_Exercise_: List every line in the data below that contains the word "dark", copying each line in full. Case counts.

(Photo-based point labeling data)
****************

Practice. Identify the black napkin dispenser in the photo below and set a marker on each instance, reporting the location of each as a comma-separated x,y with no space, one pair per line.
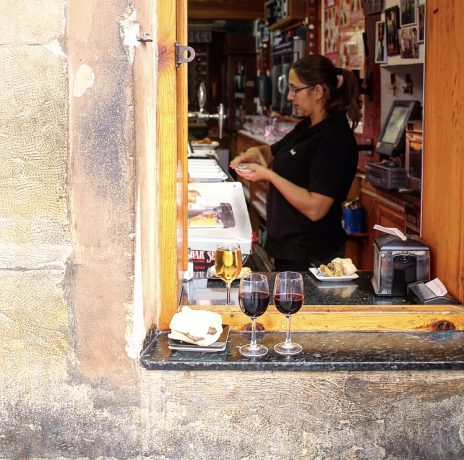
398,263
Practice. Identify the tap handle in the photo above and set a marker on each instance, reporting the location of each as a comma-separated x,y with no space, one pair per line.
221,117
202,96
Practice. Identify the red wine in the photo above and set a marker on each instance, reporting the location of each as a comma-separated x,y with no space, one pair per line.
254,303
288,303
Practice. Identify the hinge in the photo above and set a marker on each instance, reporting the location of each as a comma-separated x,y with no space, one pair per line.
180,50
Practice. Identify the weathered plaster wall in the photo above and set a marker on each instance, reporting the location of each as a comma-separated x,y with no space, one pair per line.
295,415
67,386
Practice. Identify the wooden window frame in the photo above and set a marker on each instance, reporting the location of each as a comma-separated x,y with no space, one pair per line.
163,229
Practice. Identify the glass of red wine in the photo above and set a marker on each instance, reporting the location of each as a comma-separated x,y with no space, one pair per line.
288,299
253,298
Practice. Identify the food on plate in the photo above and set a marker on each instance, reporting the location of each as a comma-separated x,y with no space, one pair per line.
338,267
244,271
199,327
193,196
205,140
206,219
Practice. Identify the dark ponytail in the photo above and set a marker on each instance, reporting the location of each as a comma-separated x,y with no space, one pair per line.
341,84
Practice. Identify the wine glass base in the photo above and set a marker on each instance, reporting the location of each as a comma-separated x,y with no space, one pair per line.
250,351
291,348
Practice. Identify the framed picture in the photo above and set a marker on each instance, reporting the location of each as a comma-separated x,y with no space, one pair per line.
391,23
380,43
372,6
409,46
421,23
408,10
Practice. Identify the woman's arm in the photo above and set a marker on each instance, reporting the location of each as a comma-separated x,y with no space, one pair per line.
311,204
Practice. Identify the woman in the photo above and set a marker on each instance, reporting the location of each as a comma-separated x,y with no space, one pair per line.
313,167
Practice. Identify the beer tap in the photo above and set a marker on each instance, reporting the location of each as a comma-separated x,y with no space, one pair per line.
202,115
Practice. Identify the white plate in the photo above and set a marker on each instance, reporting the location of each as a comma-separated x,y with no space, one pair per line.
213,145
315,271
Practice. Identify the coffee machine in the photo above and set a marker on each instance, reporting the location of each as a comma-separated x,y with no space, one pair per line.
398,263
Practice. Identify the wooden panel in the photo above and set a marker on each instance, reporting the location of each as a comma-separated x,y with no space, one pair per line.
352,318
443,174
225,9
145,142
182,139
167,154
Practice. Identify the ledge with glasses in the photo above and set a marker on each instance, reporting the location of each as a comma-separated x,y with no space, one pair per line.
341,326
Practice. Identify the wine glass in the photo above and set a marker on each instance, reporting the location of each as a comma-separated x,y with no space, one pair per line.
253,299
228,264
288,299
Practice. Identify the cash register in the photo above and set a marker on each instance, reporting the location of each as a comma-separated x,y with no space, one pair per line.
388,173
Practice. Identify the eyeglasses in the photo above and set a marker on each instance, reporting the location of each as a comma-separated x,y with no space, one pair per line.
293,90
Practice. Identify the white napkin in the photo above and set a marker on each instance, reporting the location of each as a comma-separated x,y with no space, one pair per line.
437,287
391,231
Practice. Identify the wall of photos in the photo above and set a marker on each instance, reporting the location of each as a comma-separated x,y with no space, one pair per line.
400,51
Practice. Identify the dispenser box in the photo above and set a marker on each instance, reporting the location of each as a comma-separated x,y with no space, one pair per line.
398,263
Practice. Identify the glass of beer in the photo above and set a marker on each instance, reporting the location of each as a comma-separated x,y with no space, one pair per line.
228,264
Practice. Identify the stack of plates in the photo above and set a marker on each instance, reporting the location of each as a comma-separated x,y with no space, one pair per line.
205,170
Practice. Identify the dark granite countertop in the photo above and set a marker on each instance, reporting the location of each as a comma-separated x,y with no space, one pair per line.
322,351
354,292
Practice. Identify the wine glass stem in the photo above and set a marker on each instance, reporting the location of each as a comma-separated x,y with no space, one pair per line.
288,339
228,293
253,333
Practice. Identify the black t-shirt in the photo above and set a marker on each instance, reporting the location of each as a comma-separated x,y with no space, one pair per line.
323,159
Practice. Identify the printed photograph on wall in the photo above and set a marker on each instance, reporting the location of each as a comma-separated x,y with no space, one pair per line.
380,43
391,22
409,47
331,26
372,6
421,23
408,12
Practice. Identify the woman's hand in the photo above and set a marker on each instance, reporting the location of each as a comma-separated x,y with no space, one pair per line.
252,155
255,172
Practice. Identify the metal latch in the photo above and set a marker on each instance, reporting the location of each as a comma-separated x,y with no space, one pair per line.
144,38
180,50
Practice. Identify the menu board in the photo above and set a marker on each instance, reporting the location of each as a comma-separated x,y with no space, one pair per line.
217,212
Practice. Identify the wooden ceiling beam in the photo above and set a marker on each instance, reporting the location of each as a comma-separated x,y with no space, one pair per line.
225,9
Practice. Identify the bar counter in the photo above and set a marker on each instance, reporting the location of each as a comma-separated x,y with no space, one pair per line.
418,348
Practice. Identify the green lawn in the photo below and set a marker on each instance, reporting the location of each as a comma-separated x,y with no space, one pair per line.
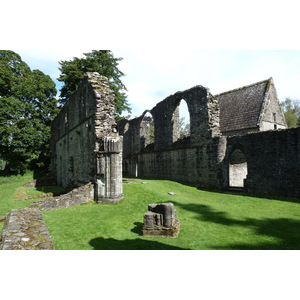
209,220
9,187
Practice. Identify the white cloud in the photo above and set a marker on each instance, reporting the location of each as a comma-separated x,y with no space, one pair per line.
154,74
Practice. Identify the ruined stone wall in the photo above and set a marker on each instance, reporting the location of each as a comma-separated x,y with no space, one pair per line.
85,143
273,161
267,164
271,116
191,164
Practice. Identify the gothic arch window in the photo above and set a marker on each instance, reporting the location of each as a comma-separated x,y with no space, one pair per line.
147,134
238,169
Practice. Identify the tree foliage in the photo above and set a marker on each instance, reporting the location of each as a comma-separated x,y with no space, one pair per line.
101,61
291,109
27,107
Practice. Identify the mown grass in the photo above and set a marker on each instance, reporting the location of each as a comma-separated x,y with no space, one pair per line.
9,188
209,220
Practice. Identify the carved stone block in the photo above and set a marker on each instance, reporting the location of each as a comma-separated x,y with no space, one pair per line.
160,221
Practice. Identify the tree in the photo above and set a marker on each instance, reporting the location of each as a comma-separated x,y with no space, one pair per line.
27,107
101,61
291,109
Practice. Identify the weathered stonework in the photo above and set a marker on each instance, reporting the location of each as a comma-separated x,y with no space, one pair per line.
228,145
75,197
161,221
25,229
85,145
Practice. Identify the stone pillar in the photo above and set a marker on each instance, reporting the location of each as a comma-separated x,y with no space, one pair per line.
108,187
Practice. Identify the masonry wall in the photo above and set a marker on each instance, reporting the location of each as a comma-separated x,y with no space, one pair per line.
273,161
85,144
268,162
74,139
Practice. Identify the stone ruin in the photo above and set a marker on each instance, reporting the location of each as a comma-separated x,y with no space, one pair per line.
238,139
161,221
85,144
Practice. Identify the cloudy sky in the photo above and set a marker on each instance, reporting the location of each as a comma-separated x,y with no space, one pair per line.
168,46
152,75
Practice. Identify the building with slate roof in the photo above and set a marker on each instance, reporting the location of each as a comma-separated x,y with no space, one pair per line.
250,108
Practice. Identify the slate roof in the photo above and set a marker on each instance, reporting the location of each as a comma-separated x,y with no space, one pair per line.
240,108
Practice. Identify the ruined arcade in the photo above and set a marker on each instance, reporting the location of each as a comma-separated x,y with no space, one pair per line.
237,139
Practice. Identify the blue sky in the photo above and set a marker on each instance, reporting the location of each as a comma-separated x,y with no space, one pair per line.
169,46
154,74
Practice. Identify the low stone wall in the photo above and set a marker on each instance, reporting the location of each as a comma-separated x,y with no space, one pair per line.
76,197
25,229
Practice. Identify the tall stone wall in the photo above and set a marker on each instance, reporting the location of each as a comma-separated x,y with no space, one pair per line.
264,163
85,144
273,162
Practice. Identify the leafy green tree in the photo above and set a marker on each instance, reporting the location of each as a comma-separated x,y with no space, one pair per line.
291,109
27,107
101,61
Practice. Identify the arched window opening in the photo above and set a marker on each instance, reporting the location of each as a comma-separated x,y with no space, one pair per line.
147,129
238,169
184,120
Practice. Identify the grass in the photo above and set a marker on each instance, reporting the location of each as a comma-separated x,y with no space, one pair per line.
209,220
12,189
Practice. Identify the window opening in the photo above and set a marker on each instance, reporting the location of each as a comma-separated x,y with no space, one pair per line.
184,120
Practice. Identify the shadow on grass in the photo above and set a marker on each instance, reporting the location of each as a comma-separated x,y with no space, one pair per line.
285,231
138,229
136,244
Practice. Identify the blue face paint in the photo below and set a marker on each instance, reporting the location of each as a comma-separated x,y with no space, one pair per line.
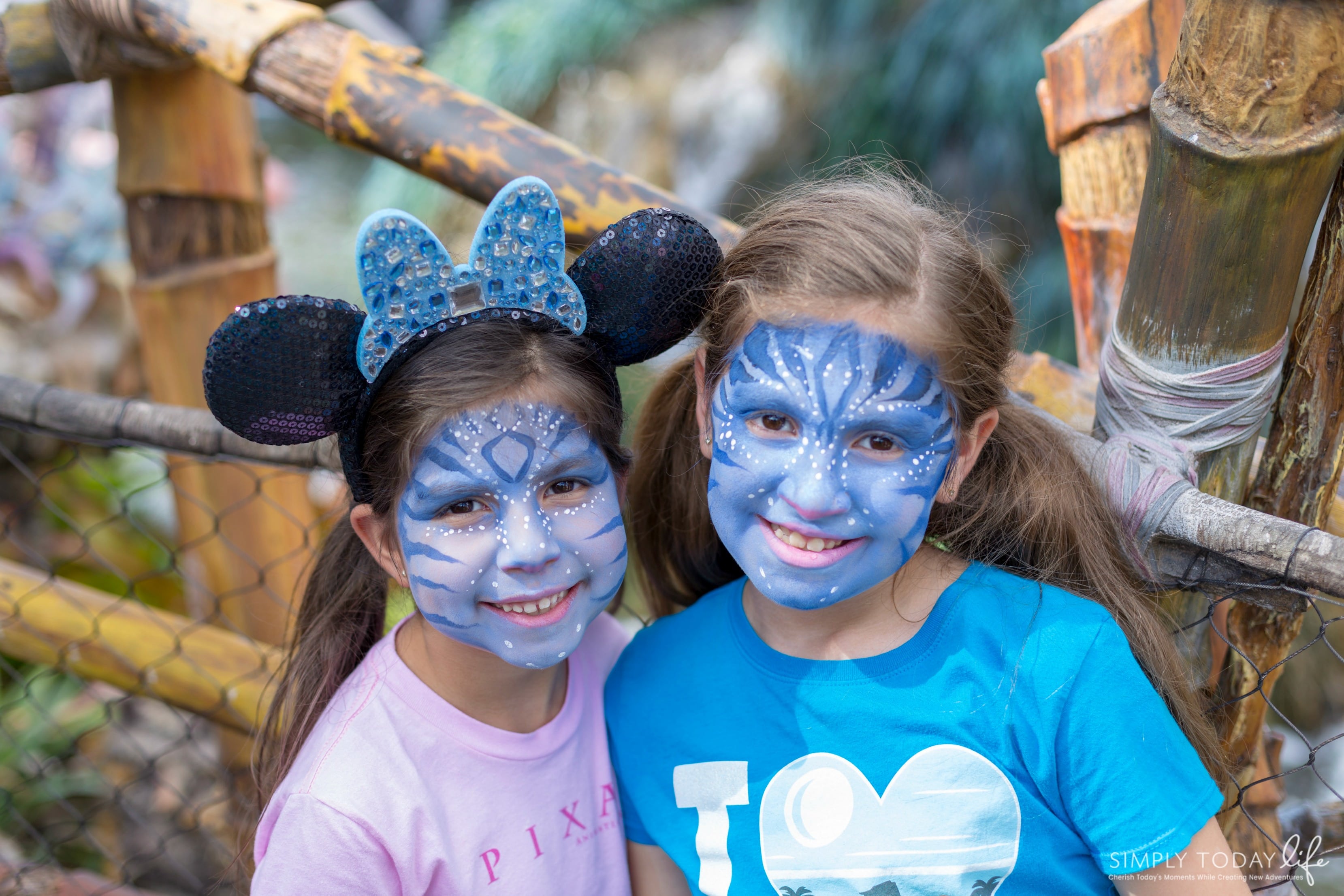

****************

_Problem solution_:
Practice. Identify the dark ponytail in the photo above and set a marker on each instance, reporting the location of each as a comma-separated x,y with no space, one pair per line.
Practice. Identify the dark granite countertop in the photo above and set a marker on each instance, reporting the location of each as a comma-separated x,y with no space, one pair per line.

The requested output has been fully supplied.